SELECTED TEXT:
::::::::::

When the donee is already in possession, no further delivery is required according to the English cases. These would no doubt be followed in India, for the same rule obtains in regard to immovable property. In an Allahabad case, a husband made a fixed deposit of money in a bank repayable to himself or his wife or survivor, and it was held that this involved no delivery and was not therefore a gift to the wife.
Where the gift deed clearly showed that the possession of the property covered by the deed had been handed over to the donee, there was acceptance of the gift and the gift could not be revoked.
A valid gift must be ordinarily followed by possession, according to the High Court of Punjab and Haryana. Where the gifted property is capable of physical possession, non-delivery of the property makes a gift invalid.
In order that a gift of movable property is valid under the provisions of section 123. the donor should have done all that he can to put the subject matter of the gift within the power of the donee to obtain possession.
Where the donee is a minor and is living with the donor and under his care, the question of delivery of possession to complete the gift does not arise. The gift is valid.
Before the amendment of section 130 by the insertion of the words ‘whether with or without consideration’, it was held that actionable claims were not movable property under this section and a gift of an actionable claim must be in writing under section 130 and need not be registered. But delivery was held to be a sufficient transfer in the case of a promissory note, bill of exchange or cheque payable to bearer. Government promissory notes were transferable by endorsement and unless so endorsed, the gift was not complete.
GIFT OF EXISTING AND FUTURE PROPERTY
There cannot be a gift of future property, for such a gift can only be a promise, and a promise not supported by consideration is invalid as a contract. Accordingly, the definition in section 122 is limited to existing property. In a sale or mortgage, there is consideration, and so an assignment of future property by way of sale or mortgage operates as a contract.
But a deed of gift of existing property is not invalid as to that property; because it also professes to include future property. Similarly, an unregistered deed of gift of actionable claims and of immovable property was held to be valid as to the former, but void as to the latter.

::::::::::

ROWS:
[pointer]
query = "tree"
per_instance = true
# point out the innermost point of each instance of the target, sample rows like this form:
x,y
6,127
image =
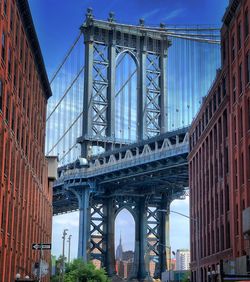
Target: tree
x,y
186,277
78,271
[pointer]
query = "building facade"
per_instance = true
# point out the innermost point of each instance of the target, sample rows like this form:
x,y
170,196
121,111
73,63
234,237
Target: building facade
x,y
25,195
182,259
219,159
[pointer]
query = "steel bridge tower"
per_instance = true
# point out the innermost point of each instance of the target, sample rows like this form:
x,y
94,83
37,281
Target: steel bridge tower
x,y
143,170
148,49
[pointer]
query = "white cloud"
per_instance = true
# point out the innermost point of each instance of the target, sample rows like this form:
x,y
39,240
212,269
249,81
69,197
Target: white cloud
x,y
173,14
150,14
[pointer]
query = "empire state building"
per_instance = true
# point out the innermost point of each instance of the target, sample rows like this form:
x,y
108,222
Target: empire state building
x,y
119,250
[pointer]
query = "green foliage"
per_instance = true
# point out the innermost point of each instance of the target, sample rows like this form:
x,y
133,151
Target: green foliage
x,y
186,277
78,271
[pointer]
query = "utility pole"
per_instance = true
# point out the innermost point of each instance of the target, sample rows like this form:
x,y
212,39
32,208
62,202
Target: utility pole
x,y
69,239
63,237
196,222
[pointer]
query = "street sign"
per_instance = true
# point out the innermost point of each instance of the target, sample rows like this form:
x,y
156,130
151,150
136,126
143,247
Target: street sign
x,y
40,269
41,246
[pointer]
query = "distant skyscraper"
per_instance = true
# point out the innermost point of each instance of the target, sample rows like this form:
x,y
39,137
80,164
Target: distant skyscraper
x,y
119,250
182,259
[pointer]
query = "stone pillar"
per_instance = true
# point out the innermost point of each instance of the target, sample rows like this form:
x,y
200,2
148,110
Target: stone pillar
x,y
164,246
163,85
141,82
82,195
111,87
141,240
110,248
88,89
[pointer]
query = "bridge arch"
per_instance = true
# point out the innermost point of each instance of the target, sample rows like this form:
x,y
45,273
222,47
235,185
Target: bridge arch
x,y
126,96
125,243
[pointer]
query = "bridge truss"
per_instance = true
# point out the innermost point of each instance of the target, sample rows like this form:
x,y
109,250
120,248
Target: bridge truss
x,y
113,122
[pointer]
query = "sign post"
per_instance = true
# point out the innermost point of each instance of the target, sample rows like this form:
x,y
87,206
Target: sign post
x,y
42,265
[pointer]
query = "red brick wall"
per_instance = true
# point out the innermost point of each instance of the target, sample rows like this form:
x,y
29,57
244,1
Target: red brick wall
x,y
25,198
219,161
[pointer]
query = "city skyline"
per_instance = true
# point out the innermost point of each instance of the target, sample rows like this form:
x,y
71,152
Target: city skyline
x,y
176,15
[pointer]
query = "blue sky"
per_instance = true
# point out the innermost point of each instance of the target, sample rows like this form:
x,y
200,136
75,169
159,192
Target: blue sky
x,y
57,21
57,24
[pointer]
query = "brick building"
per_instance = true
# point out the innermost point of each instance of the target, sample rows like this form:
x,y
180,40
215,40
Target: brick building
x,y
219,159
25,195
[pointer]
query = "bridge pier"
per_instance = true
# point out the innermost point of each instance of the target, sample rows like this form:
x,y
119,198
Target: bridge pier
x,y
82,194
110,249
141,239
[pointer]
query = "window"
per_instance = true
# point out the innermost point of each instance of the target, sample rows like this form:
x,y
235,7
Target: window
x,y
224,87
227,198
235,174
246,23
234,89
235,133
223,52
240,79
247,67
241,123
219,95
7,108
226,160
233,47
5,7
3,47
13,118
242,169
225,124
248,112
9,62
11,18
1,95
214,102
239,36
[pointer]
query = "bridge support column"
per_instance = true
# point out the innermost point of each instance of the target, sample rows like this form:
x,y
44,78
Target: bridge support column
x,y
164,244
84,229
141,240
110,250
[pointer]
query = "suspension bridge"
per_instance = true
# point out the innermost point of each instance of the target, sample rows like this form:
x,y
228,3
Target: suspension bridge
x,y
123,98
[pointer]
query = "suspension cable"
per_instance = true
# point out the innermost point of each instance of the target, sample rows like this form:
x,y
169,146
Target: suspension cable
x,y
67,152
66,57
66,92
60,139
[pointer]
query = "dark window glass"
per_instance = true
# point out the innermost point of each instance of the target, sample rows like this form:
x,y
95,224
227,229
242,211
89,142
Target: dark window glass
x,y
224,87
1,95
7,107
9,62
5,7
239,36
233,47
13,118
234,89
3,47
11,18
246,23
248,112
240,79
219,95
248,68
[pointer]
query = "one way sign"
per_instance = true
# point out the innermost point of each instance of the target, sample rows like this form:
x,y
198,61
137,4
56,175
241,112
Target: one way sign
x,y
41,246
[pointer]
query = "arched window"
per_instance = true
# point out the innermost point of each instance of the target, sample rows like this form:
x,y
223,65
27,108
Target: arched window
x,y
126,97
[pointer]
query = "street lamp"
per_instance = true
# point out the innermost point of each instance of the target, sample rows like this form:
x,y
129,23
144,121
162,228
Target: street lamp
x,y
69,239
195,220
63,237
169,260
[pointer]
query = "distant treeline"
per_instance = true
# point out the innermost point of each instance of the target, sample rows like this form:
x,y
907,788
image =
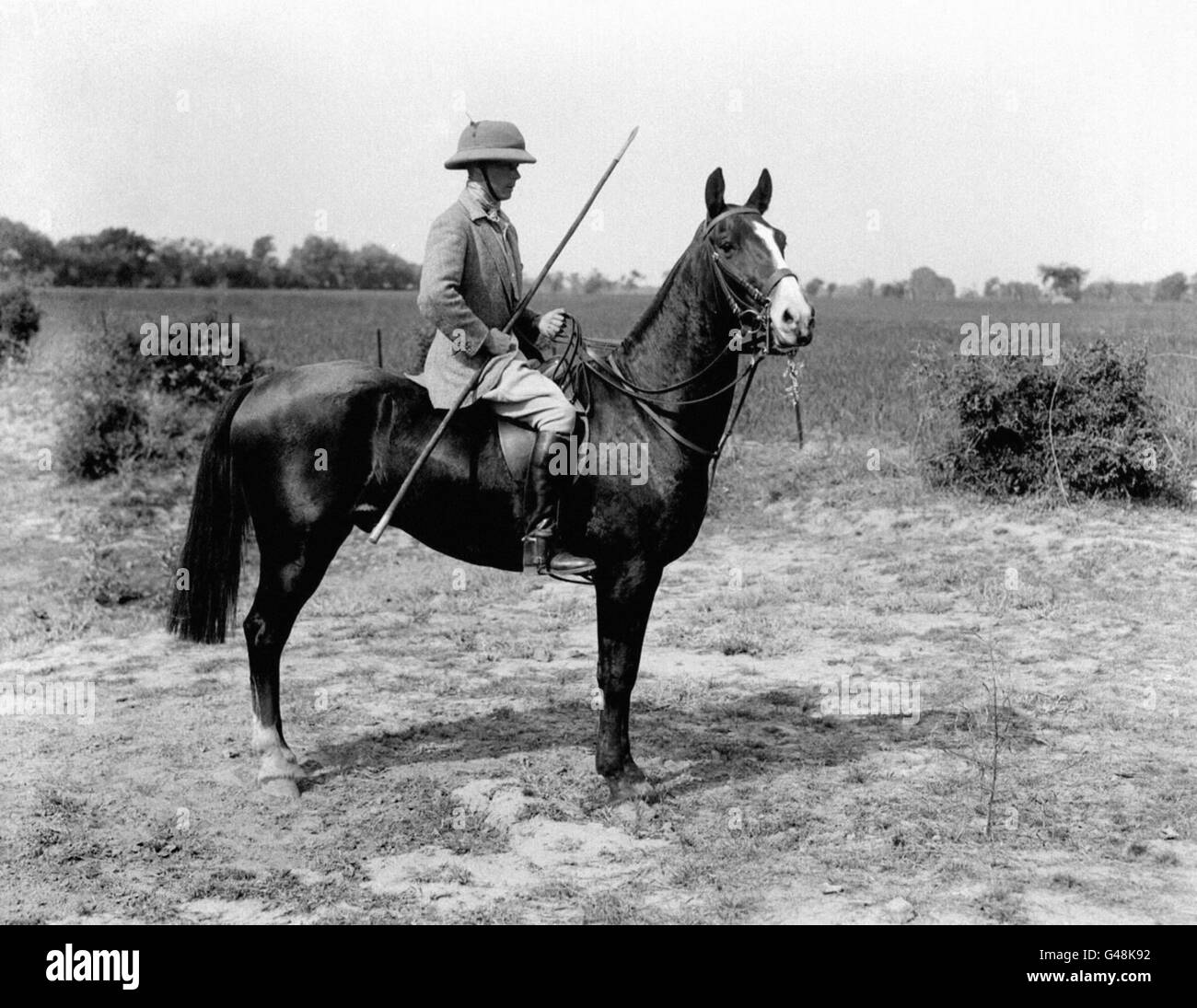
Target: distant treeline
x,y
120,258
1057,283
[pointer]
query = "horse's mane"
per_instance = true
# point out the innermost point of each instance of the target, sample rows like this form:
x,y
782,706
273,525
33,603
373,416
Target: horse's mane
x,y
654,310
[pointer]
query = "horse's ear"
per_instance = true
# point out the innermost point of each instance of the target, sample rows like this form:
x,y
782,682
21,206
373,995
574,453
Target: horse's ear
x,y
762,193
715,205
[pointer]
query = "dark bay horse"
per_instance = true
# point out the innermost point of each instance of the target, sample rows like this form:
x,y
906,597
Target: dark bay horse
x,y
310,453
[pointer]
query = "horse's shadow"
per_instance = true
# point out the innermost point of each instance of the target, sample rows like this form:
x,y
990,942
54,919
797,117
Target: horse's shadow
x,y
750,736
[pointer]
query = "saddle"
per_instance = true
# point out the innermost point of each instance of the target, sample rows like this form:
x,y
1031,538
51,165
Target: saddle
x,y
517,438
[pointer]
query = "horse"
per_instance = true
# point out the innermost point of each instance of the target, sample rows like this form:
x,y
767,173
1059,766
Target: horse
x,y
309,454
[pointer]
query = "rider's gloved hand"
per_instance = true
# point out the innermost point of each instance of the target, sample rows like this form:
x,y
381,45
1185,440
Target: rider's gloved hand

::::::::::

TASK INSTRUCTIONS: Write the next part of the text on gifts of property, which appears before the items, beginning after its final sentence.

ANSWER:
There cannot be a gift of future property under Hindu or Mohammedan law.
GIFT TO SEVERAL ONE OF WHOM DOES NOT ACCEPT
The refusal of one will not prevent the gift taking effect as regards the share of the others. It is submitted that the terms of the section indicate a severance and assume that the donee take as tenants in common, for when the donees take as joint tenants, there is only one donee.
SUSPENSION OR REVOCATION OF GIFTS
A gift is a transfer of property and is therefore subject to the rules enacted in chapter two of the Act. Thus, if an absolute gift is made, subject to a condition restricting alienation, the condition would be void. Section 126 is controlled by section 10. a clause in a gift deed totally prohibiting alienation is void in view of section 10.
A condition reserving the profits to the donor for life is not repugnant. A gift may be subject to a condition precedent under section 21, and there is no transfer and no gift unless and until the condition is fulfilled.
If the condition precedent is impossible or illegal or immoral, the gift fails under section 25. this is exemplified under by the illustrations to that section and also by the illustrations to section 126 and 127 of the succession Act 1925. a gift to a husband and wife on condition of the donor having physical possession of the wife is invalid.
The section has, of course, no application where there is no condition as such, but a mere pious wish that the donee should maintain the donor.
Service tenures are closely analogous to gifts with an implied condition of revocation. All service tenures are resumable on a refusal to render the services. But there is a distinction between the grant of a land burdened with a condition of service and the grant of land as remuneration for an office.
There is again a further distinction as to the services to be rendered, which may be either personal or public.
The classification therefore is as follows:-
Grants of class A(1) are resumable not only if the performance of service is refused but also if the services are no longer required.
Grants of class A(2) are resumable if the performance of service is refused, but they are not resumable if the services are no longer required.
Grants of class B are really grants of an office of which the remuneration is the land when the office is terminated, the lands can be resumed.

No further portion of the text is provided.